### Task to complete
From top to bottom, restate the entries below word for word.

### Collected data entries
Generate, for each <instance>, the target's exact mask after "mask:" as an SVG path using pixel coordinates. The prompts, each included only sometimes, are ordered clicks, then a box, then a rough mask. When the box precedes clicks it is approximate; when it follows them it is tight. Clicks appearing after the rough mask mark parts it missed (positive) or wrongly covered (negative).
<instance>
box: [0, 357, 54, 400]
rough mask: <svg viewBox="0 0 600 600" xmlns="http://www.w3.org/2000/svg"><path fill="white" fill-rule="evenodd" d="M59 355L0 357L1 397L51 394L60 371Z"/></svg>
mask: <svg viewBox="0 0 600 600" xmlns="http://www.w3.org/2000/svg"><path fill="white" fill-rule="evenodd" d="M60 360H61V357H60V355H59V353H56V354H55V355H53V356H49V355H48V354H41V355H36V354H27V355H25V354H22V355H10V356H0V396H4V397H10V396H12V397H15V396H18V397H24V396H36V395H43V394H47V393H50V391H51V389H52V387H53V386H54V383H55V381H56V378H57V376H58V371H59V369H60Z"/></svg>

### Solution to the exercise
Generate, for each <instance>, the target's exact mask after "mask:" as an SVG path using pixel coordinates. The prompts, each included only sometimes, are ordered clicks, then a box, then a rough mask. When the box precedes clicks it is approximate; when it follows them it is tight. Clicks appearing after the rough mask mark parts it missed (positive) or wrongly covered (negative).
<instance>
box: [0, 357, 54, 400]
rough mask: <svg viewBox="0 0 600 600" xmlns="http://www.w3.org/2000/svg"><path fill="white" fill-rule="evenodd" d="M59 355L0 357L1 397L51 394L60 371Z"/></svg>
mask: <svg viewBox="0 0 600 600" xmlns="http://www.w3.org/2000/svg"><path fill="white" fill-rule="evenodd" d="M60 360H61V357H60V355H59V353H56V354H55V355H53V356H49V355H48V354H41V355H36V354H27V355H25V354H22V355H10V356H0V396H4V397H10V396H12V397H15V396H18V397H24V396H36V395H43V394H47V393H50V391H51V389H52V387H53V386H54V383H55V381H56V378H57V376H58V371H59V369H60Z"/></svg>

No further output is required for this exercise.